_Extrait à lire_:

*-*-*

J-09-240
VOIES D’EXECUTION – SAISIE – SAISIE ATTRIBUTION DE CREANCE – ARRET – REQUETE AUX FINS DE DEFENSE A EXECUTION – EFFET SUSPENSIF (OUI) – EXECUTION DE L’ORDONNANCE DE SAISIE (NON) – MAINLEVEE DE LA SAISIE – ANNULATION DE LA SAISIE ATTRIBUTION (OUI).
La requête aux fins de défense à exécution a un effet suspensif immédiat de l’exécution de la décision ordonnant une saisie attribution de créance. La mainlevée de toute saisie pratiquée au mépris de cette exigence légale doit être prononcée et l’ordonnance l’autorisant encourt annulation.
(COUR D’APPEL DU CENTRE, Arrêt N 382/CIV/06-07 du 08 Juin 2007, La Banque Internationale du Cameroun pour l’Épargne et le Crédit (BICEC) contre Eric SUNDJIO).
LA COUR
Vu l’ordonnance N 25 rendue le 13 Octobre 2005 par le Tribunal de Première Instance de Yaoundé Centre Administratif.
Vu l’arrêt avant dire droit N 84/ADD/CIV rendu le 08 Décembre 2006 par la Cour d’Appel de céans dans la présente cause.
Vu les pièces des dossiers des procédures.
Ouï les parties en leurs conclusions respectives.
Ouï madame la présidente en son rapport.
Après en avoir délibéré conformément à la loi et en collégialité.
EN LA FORME
Considérant que toutes les parties ont été représentées par leurs conseils et ont conclu.
Qu’il échet de statuer contradictoirement à l’égard de toutes; que par ailleurs il échet de tirer les conséquences de droit de l’arrêt avant dire droit qui a déjà déclaré les deux appels recevables.

*-*-*

_Données fournies_:
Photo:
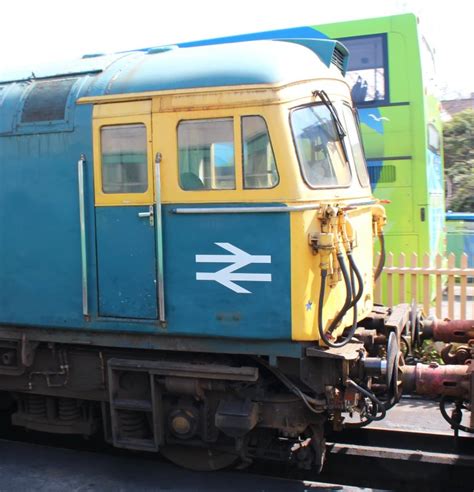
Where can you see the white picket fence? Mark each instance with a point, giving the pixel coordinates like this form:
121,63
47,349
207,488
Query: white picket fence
437,284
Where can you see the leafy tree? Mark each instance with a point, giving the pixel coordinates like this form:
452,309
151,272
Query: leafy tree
459,161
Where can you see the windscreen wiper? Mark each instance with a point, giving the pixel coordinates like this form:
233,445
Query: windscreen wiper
340,129
328,103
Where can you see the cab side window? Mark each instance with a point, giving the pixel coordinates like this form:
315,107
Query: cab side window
258,160
206,154
124,159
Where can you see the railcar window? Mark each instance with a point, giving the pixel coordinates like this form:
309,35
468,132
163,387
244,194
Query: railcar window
355,140
259,162
124,159
206,154
319,148
366,71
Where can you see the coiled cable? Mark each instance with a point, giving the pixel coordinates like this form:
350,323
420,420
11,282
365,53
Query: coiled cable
381,262
351,301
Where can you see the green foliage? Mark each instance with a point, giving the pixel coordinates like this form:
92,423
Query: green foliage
459,160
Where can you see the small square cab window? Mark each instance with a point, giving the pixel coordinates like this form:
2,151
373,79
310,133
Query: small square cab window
259,162
206,154
124,159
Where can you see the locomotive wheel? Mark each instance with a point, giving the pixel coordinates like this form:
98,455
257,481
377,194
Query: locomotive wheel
198,459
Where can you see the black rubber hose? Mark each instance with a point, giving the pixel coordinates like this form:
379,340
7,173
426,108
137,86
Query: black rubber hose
342,312
381,263
360,280
454,425
348,301
372,397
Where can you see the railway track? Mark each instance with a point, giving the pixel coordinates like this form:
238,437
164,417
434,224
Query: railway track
366,458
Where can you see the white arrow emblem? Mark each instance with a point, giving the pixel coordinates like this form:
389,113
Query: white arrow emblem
237,259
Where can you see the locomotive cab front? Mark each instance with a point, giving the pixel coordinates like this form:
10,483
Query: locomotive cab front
221,261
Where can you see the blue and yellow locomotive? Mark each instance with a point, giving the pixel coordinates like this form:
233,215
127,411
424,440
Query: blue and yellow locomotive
186,252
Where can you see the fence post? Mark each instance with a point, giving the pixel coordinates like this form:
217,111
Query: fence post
389,279
464,265
414,278
439,285
378,283
426,284
451,266
401,278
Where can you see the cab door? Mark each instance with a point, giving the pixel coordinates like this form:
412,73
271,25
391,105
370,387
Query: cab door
124,210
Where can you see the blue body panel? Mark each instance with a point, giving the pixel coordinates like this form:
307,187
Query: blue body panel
126,263
210,308
40,271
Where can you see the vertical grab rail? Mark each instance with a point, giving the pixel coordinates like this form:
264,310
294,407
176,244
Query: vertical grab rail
82,217
159,241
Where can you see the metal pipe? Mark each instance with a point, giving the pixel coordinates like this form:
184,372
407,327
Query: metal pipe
159,242
437,380
459,331
82,219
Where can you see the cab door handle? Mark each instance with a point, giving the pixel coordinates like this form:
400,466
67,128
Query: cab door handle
148,214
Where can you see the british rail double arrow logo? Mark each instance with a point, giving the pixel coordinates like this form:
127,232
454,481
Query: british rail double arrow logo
228,276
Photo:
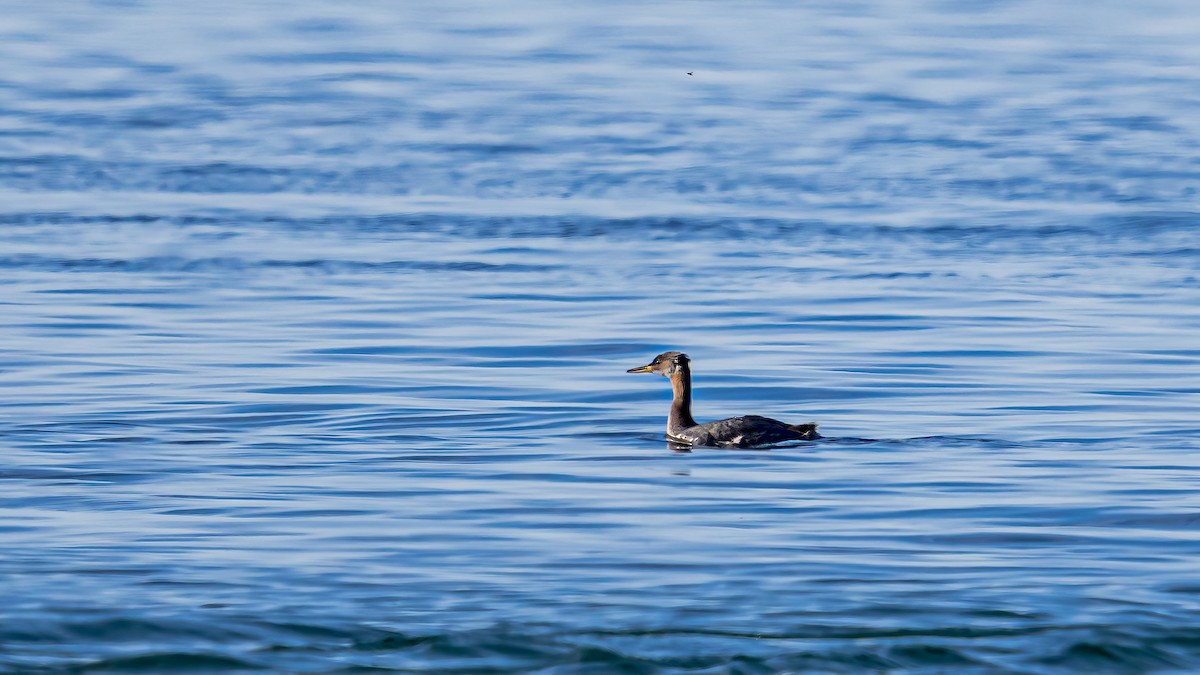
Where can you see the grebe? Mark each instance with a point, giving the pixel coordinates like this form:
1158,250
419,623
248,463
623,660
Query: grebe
733,432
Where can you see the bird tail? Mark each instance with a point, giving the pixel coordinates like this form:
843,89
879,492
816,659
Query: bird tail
809,429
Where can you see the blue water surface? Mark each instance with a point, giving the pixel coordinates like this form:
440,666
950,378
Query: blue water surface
315,321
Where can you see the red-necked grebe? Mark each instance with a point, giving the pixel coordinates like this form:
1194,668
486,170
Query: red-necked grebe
733,432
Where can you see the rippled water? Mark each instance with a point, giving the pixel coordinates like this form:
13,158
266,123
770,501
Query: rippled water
316,318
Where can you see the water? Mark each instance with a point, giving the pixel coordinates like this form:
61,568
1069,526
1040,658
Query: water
316,318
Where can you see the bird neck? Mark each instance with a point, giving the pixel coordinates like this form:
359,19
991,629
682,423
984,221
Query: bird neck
681,404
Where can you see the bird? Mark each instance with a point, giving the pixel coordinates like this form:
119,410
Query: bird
745,431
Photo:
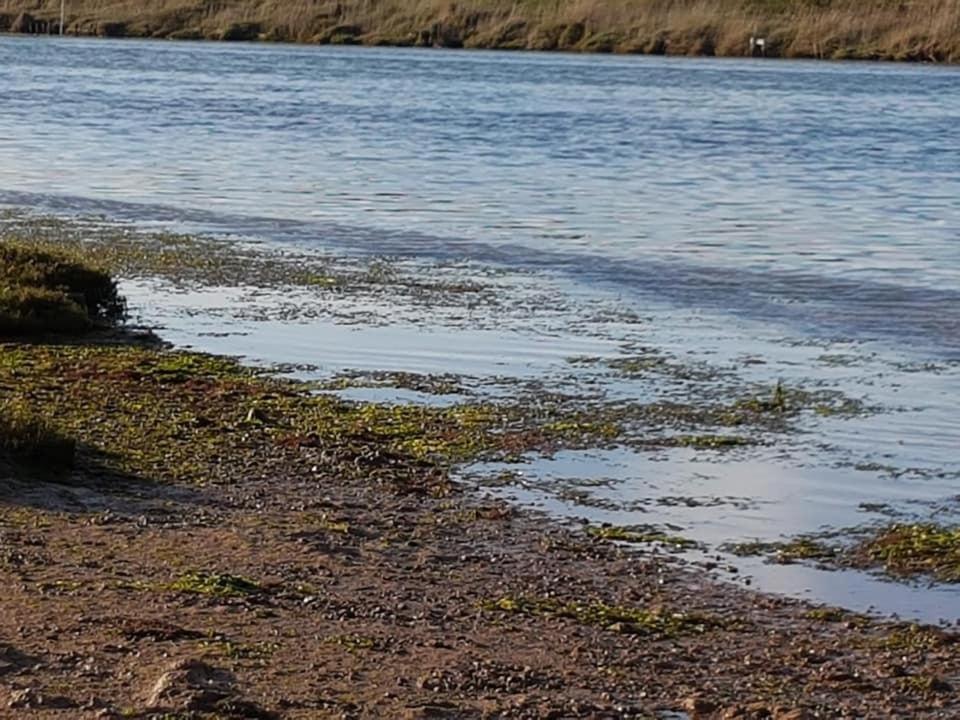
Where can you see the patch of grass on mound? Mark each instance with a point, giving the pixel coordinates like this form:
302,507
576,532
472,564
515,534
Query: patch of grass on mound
50,291
27,437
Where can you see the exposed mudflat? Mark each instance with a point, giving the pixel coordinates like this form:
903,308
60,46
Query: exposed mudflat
228,543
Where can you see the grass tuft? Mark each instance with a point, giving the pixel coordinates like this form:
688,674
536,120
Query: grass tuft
26,437
53,291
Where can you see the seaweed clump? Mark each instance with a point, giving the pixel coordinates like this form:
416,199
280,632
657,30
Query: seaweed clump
215,585
914,550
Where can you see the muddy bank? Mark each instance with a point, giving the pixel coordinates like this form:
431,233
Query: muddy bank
216,560
919,31
217,542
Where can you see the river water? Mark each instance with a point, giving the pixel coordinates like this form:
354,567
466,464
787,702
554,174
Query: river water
804,216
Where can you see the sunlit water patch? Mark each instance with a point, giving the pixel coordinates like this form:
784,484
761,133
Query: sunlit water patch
646,230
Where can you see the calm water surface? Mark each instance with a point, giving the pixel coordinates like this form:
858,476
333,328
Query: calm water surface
787,211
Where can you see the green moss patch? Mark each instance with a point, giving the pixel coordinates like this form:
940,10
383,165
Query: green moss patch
913,550
616,618
26,437
215,584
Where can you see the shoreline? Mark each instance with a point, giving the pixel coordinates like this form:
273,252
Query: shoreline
279,575
233,545
837,31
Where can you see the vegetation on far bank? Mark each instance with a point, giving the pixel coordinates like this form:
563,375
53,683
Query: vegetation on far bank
924,30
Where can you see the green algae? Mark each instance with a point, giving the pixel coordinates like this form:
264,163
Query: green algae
616,618
786,552
907,550
221,585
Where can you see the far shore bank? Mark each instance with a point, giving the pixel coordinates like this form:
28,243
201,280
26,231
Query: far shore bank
920,31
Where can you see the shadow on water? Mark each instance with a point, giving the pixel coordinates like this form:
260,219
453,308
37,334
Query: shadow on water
922,318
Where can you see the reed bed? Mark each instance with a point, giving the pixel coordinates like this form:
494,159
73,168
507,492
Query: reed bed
921,30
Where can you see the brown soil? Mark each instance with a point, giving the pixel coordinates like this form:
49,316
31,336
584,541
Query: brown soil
377,603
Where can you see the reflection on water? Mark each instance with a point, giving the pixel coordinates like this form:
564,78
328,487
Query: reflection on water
789,220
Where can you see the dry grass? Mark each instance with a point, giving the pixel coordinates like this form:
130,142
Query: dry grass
879,29
49,291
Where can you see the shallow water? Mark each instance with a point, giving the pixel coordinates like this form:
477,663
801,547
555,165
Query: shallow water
791,220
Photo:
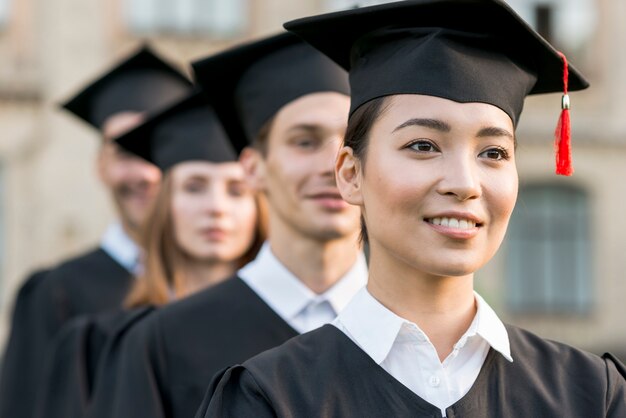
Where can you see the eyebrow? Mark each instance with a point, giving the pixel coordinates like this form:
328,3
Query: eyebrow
305,127
441,126
435,124
494,131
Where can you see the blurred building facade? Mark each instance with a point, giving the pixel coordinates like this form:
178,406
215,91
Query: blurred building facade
561,271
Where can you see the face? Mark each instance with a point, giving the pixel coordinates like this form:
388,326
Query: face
213,210
133,182
297,172
438,184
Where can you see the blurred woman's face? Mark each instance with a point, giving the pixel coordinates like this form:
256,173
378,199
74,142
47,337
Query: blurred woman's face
213,209
437,185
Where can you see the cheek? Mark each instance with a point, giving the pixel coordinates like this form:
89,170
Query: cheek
244,214
502,196
182,213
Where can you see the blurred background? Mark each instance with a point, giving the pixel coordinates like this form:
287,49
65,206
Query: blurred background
562,269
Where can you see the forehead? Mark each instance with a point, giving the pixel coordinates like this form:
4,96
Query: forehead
227,170
401,108
326,110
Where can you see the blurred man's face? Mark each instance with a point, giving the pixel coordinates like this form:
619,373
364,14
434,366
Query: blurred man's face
133,182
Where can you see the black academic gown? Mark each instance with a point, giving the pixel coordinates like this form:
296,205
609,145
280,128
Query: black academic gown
88,284
169,358
70,372
323,374
22,344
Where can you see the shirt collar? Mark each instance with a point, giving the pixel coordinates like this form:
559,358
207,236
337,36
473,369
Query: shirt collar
287,295
375,328
491,328
120,247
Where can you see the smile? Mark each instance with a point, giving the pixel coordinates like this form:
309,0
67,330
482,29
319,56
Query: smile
454,223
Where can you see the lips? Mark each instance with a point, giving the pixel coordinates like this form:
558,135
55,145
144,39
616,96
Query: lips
456,223
214,234
330,200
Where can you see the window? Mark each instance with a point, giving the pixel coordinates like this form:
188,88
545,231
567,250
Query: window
2,230
569,24
548,252
221,18
4,12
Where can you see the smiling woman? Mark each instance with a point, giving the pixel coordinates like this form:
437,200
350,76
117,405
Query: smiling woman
206,222
437,90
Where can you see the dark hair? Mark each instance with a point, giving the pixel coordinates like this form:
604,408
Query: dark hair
357,137
260,141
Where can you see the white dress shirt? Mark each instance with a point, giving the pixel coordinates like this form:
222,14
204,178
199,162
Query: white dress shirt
121,248
299,306
406,353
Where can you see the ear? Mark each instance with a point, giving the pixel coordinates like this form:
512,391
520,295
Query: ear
348,175
254,166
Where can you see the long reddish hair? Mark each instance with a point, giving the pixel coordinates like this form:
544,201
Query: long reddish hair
163,275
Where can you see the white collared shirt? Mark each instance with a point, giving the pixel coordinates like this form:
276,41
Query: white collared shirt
406,353
299,306
121,248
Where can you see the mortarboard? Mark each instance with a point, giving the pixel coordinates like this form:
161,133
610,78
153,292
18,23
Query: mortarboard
141,83
189,130
461,50
252,82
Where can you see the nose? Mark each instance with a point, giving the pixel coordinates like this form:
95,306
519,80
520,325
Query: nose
460,178
145,171
328,155
216,200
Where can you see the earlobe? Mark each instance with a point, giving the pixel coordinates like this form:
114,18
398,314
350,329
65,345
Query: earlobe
254,167
348,175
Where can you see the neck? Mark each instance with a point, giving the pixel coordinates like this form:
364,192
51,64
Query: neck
443,307
202,274
131,231
318,264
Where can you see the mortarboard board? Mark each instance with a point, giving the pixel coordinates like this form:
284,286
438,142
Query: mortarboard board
252,82
189,130
462,50
141,83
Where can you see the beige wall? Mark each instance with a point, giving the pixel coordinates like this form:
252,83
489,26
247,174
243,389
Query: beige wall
54,205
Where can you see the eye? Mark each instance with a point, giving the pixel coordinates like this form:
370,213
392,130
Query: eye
305,142
237,189
495,154
423,146
194,187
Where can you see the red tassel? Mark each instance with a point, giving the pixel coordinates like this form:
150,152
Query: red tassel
562,135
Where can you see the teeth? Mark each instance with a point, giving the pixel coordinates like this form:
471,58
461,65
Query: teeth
453,223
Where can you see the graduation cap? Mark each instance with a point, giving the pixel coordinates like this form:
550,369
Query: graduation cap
252,82
189,130
141,83
461,50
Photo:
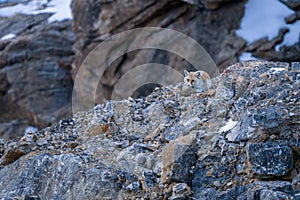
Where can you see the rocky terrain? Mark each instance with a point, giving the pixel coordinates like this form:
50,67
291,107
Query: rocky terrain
239,140
39,65
35,79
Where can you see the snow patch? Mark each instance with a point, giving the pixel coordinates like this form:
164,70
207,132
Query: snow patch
279,69
60,8
8,36
265,18
228,126
30,129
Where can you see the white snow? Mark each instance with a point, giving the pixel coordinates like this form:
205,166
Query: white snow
60,8
8,36
279,69
30,129
228,126
246,56
265,18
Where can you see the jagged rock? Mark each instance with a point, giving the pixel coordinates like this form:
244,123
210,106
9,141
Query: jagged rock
249,150
35,84
271,158
177,159
98,20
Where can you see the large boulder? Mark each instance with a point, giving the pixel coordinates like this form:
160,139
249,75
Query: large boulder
211,23
35,78
239,140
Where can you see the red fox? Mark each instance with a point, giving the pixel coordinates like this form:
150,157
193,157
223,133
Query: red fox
195,82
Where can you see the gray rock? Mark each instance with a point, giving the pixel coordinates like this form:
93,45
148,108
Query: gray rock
35,79
245,150
98,20
271,158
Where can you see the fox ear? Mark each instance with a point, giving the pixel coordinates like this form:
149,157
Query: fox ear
186,73
198,74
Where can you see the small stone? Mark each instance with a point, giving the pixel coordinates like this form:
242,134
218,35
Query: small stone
269,159
41,142
180,191
72,144
147,184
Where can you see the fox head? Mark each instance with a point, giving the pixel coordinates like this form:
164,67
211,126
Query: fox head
192,79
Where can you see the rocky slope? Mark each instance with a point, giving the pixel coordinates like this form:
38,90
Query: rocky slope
35,80
209,22
237,141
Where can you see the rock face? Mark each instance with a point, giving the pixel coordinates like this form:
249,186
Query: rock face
35,80
239,142
95,21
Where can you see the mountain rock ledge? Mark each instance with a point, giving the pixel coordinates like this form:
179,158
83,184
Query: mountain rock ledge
239,140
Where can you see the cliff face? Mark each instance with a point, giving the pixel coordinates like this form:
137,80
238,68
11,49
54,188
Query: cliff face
96,21
237,141
35,82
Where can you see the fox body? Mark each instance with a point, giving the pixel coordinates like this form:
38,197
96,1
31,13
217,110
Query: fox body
195,82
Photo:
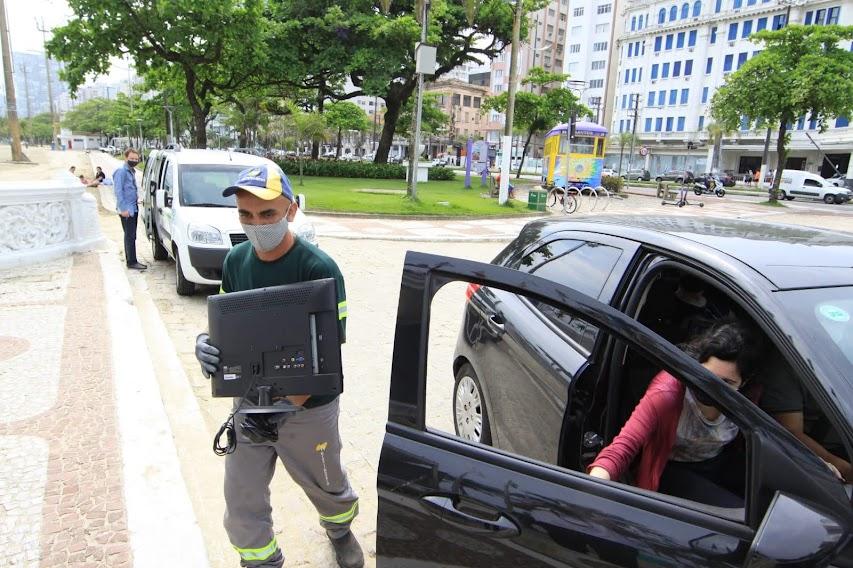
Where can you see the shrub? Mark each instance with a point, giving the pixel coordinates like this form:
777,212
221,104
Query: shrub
613,184
340,168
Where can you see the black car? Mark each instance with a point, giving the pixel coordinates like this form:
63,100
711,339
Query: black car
637,174
551,358
678,176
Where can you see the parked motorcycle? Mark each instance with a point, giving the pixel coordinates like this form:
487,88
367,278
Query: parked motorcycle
708,185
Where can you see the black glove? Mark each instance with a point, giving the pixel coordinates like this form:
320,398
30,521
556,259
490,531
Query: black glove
207,355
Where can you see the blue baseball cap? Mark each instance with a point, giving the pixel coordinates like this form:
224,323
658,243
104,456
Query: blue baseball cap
266,181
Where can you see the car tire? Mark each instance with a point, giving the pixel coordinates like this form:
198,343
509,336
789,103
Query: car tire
470,418
158,251
182,286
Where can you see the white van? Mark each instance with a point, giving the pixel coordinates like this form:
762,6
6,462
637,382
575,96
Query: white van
797,183
186,217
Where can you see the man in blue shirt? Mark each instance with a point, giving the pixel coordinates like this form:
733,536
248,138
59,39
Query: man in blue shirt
124,185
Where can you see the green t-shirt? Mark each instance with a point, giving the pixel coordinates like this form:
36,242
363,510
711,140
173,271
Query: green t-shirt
243,270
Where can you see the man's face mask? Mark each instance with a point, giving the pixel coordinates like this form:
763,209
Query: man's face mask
266,237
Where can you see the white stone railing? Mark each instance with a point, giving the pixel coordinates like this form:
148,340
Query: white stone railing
45,219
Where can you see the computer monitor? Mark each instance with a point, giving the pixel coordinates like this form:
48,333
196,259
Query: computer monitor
280,341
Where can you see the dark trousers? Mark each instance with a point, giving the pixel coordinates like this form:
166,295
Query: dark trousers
128,224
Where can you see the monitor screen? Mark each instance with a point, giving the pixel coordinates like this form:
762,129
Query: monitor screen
283,337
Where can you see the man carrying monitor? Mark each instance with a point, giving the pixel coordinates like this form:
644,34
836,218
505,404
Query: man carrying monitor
307,441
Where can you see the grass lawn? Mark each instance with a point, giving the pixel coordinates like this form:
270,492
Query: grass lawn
386,196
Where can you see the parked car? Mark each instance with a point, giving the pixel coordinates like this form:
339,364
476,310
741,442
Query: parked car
637,174
547,355
798,183
187,219
678,176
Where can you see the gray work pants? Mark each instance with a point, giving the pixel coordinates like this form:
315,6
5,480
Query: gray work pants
309,446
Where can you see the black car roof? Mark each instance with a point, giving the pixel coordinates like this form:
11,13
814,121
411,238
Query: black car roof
786,255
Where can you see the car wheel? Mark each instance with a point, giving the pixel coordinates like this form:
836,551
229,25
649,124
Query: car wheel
158,251
183,286
470,419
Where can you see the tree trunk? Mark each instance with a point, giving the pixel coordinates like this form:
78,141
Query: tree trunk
781,153
524,154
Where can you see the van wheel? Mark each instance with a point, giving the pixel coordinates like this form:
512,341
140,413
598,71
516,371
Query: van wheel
183,286
158,251
470,419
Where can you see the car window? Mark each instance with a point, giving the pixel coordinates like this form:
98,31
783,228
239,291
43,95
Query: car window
584,266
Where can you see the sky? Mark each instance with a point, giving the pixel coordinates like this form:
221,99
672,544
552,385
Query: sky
22,16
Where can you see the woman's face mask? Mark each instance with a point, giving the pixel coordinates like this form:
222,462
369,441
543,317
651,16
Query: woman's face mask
266,237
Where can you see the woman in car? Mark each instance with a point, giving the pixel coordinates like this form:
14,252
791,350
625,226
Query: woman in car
679,434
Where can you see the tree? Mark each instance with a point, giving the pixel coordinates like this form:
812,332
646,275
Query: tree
310,127
536,113
345,115
320,44
801,71
214,46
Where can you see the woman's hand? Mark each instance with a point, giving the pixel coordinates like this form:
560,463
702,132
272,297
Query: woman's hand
600,473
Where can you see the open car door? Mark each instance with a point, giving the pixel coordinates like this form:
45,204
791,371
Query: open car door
444,501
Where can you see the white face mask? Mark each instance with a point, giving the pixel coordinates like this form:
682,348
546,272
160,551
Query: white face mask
266,237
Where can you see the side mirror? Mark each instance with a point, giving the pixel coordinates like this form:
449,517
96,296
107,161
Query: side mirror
796,535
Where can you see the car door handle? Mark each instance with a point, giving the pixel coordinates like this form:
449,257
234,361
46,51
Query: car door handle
443,507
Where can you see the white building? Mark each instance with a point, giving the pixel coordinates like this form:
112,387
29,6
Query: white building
674,54
588,49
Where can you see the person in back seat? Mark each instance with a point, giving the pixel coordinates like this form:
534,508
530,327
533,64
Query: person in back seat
679,433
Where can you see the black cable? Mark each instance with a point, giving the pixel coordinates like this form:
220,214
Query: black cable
228,428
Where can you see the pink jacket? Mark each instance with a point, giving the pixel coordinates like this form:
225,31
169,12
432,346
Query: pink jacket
650,430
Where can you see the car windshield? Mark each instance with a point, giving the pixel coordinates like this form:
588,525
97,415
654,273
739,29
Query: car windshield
202,185
826,317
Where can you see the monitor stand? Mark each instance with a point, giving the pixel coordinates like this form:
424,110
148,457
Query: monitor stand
265,405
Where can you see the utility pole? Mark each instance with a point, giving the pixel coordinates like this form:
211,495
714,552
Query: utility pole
506,144
24,70
636,101
11,105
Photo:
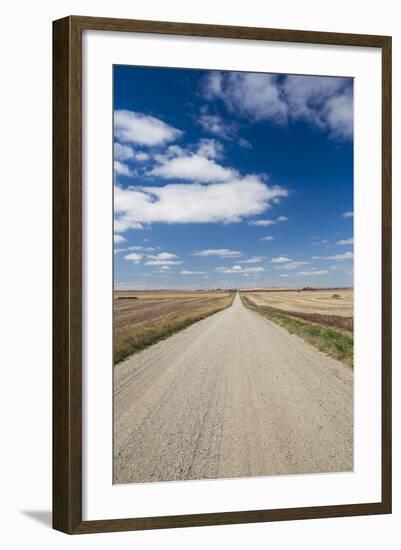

*-*-*

_Consigne_:
Reproduisez à l'identique le passage de l'arrêt qui va de « Ouï les parties » à « et ont conclu. ».

_Corrigé_:
Ouï les parties en leurs conclusions respectives.
Ouï madame la présidente en son rapport.
Après en avoir délibéré conformément à la loi et en collégialité.
EN LA FORME
Considérant que toutes les parties ont été représentées par leurs conseils et ont conclu.